[Begin]
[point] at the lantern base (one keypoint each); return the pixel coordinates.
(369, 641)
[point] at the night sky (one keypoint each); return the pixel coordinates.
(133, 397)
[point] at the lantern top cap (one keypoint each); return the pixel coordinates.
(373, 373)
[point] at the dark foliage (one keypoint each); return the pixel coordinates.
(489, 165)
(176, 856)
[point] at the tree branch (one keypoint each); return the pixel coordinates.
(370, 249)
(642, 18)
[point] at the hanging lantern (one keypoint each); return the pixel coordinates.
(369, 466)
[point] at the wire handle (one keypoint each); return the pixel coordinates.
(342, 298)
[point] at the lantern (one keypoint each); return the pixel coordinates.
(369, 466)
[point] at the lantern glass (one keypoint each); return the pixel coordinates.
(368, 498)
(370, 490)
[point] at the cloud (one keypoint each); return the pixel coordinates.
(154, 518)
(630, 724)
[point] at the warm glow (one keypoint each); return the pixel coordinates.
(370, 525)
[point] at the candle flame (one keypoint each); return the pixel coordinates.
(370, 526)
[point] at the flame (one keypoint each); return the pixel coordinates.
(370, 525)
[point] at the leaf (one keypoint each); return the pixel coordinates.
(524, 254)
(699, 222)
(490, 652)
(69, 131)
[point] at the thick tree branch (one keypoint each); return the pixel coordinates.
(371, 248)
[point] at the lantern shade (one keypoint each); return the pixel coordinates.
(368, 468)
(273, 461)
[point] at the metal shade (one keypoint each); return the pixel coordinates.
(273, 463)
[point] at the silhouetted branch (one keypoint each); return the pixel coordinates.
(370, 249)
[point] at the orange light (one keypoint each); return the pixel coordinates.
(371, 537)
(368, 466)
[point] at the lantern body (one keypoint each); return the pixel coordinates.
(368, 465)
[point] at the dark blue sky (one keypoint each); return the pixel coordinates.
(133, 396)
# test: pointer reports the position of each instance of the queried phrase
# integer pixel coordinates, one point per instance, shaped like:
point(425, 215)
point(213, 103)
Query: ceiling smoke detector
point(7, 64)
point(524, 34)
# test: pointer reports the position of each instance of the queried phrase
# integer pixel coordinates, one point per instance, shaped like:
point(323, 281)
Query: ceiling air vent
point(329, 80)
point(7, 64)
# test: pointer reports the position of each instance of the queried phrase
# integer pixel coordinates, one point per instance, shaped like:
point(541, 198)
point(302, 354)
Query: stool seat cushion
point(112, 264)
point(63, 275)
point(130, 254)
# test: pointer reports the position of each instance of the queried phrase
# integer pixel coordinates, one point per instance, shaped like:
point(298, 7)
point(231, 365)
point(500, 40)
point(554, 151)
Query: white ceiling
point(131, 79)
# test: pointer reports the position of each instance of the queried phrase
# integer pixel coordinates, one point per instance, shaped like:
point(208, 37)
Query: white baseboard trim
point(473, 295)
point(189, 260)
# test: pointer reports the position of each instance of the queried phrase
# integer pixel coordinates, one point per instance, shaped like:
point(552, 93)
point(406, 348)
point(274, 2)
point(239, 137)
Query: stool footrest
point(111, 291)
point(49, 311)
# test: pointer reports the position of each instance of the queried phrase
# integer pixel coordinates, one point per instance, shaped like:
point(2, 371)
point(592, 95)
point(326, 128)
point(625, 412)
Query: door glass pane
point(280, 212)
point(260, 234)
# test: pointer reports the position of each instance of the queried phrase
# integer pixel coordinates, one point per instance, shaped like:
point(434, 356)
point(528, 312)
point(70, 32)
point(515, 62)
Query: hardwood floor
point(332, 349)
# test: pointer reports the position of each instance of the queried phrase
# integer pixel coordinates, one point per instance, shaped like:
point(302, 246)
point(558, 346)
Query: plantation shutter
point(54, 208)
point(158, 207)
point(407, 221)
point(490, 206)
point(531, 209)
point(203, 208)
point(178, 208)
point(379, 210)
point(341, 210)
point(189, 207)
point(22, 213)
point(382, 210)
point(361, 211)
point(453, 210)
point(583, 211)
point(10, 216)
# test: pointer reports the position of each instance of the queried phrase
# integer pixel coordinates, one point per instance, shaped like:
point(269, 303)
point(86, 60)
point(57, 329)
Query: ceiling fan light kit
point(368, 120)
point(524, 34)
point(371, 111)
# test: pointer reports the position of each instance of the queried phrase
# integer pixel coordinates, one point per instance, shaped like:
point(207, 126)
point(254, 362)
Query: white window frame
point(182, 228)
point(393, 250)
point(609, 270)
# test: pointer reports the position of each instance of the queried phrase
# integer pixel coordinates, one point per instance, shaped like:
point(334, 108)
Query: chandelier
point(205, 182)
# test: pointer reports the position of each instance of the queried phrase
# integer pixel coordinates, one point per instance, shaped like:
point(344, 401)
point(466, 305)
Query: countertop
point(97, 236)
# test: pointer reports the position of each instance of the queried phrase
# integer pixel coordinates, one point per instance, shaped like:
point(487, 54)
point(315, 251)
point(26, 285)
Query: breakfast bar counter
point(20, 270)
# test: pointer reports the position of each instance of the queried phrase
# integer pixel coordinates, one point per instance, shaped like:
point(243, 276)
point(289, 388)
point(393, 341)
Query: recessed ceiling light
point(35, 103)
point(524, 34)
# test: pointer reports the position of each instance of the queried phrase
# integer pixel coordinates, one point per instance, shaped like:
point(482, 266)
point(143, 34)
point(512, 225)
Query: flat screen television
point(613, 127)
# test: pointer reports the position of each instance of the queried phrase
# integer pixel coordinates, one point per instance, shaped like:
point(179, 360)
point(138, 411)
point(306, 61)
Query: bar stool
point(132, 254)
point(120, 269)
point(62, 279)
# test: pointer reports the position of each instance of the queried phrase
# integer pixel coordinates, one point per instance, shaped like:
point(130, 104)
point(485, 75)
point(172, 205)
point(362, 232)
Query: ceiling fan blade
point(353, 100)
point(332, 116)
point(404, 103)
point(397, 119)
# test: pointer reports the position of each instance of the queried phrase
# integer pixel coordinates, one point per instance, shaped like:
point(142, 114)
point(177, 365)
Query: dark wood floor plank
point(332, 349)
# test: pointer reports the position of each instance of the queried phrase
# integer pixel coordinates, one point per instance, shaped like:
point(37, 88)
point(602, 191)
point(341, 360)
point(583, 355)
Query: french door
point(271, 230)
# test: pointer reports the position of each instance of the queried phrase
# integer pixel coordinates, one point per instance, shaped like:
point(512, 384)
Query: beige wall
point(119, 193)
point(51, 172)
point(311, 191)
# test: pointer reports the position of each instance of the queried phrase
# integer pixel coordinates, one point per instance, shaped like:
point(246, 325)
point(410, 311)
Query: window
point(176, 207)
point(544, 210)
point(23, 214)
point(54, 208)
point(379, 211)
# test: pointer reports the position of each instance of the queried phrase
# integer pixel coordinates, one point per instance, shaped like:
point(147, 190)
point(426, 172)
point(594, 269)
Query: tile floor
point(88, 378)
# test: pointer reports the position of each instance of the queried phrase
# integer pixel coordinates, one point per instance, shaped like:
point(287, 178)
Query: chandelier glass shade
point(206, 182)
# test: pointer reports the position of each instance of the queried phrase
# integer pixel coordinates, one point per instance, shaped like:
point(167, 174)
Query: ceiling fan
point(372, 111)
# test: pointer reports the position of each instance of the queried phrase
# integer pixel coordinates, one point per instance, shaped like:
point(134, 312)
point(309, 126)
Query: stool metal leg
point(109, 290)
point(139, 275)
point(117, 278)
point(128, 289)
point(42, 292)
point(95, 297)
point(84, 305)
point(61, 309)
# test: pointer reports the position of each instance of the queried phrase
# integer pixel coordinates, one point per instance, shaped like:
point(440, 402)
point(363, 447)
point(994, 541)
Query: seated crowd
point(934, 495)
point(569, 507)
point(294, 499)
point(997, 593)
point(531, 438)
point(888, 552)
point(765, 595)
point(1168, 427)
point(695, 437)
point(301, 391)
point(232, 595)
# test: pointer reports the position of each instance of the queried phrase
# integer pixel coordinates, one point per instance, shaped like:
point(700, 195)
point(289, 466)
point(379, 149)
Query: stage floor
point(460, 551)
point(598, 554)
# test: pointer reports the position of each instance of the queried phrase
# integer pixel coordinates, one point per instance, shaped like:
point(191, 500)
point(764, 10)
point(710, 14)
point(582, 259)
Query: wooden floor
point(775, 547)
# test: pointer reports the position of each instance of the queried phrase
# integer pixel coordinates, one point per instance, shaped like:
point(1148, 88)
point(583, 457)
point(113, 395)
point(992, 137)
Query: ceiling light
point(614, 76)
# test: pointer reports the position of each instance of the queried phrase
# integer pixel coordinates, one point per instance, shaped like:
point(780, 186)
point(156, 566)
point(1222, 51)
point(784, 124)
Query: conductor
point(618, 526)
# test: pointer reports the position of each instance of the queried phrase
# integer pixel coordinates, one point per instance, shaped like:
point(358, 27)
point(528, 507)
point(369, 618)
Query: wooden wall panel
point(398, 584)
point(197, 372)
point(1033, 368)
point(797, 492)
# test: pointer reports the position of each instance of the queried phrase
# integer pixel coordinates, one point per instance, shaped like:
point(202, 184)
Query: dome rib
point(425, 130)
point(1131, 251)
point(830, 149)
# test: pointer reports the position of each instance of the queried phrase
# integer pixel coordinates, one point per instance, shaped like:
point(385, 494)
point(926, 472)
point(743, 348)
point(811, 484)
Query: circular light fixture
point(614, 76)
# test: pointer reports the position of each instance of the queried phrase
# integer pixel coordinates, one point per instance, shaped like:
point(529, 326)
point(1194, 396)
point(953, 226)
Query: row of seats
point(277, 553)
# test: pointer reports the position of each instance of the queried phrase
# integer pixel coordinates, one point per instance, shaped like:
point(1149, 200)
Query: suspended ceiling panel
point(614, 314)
[End]
[TASK REQUIREMENTS]
Format the listing as a Markdown table with the columns Row and Line, skipping blank lines. Begin at the line that contains "[point] at the flame" and stop after the line that contains "point(189, 260)", including both.

[REPLY]
| Row | Line |
|---|---|
| 1 | [point] at the flame (one keypoint each); return the pixel coordinates. |
| 2 | (370, 525) |
| 3 | [point] at the leaf (one keypoint each); return the pixel coordinates. |
| 4 | (524, 254) |
| 5 | (699, 222) |
| 6 | (490, 652) |
| 7 | (69, 131) |
| 8 | [point] at the thick tree branch (one keypoint each); return the pixel coordinates. |
| 9 | (371, 248) |
| 10 | [point] at the lantern shade (one keypoint each); return the pixel coordinates. |
| 11 | (368, 468) |
| 12 | (273, 461) |
| 13 | [point] at the metal shade (one keypoint each); return the pixel coordinates. |
| 14 | (273, 463) |
| 15 | [point] at the silhouetted branch (one keypoint each); return the pixel coordinates. |
| 16 | (370, 249) |
| 17 | [point] at the orange light (one keypoint each); return the pixel coordinates. |
| 18 | (371, 537) |
| 19 | (368, 466) |
| 20 | [point] at the lantern body (one keypoint each); return the pixel coordinates. |
| 21 | (368, 465) |
| 22 | [point] at the dark blue sky (one keypoint each); return the pixel coordinates. |
| 23 | (133, 396) |
| 24 | # test: pointer reports the position of each instance of the queried phrase |
| 25 | # integer pixel coordinates, one point per instance, shaped like: |
| 26 | point(425, 215) |
| 27 | point(213, 103) |
| 28 | Query: ceiling smoke detector |
| 29 | point(7, 64) |
| 30 | point(524, 34) |
| 31 | # test: pointer reports the position of each instance of the queried phrase |
| 32 | # integer pixel coordinates, one point per instance, shaped like: |
| 33 | point(323, 281) |
| 34 | Query: ceiling air vent |
| 35 | point(329, 80) |
| 36 | point(7, 64) |
| 37 | # test: pointer reports the position of each instance of the queried phrase |
| 38 | # integer pixel coordinates, one point per instance, shaped like: |
| 39 | point(541, 198) |
| 40 | point(302, 354) |
| 41 | Query: stool seat cushion |
| 42 | point(112, 264) |
| 43 | point(63, 275) |
| 44 | point(130, 254) |
| 45 | # test: pointer reports the position of each instance of the queried phrase |
| 46 | # integer pixel coordinates, one point per instance, shaped like: |
| 47 | point(298, 7) |
| 48 | point(231, 365) |
| 49 | point(500, 40) |
| 50 | point(554, 151) |
| 51 | Query: white ceiling |
| 52 | point(131, 79) |
| 53 | # test: pointer reports the position of each instance of the queried phrase |
| 54 | # integer pixel coordinates, one point per instance, shaped like: |
| 55 | point(208, 37) |
| 56 | Query: white baseboard trim |
| 57 | point(473, 295) |
| 58 | point(189, 260) |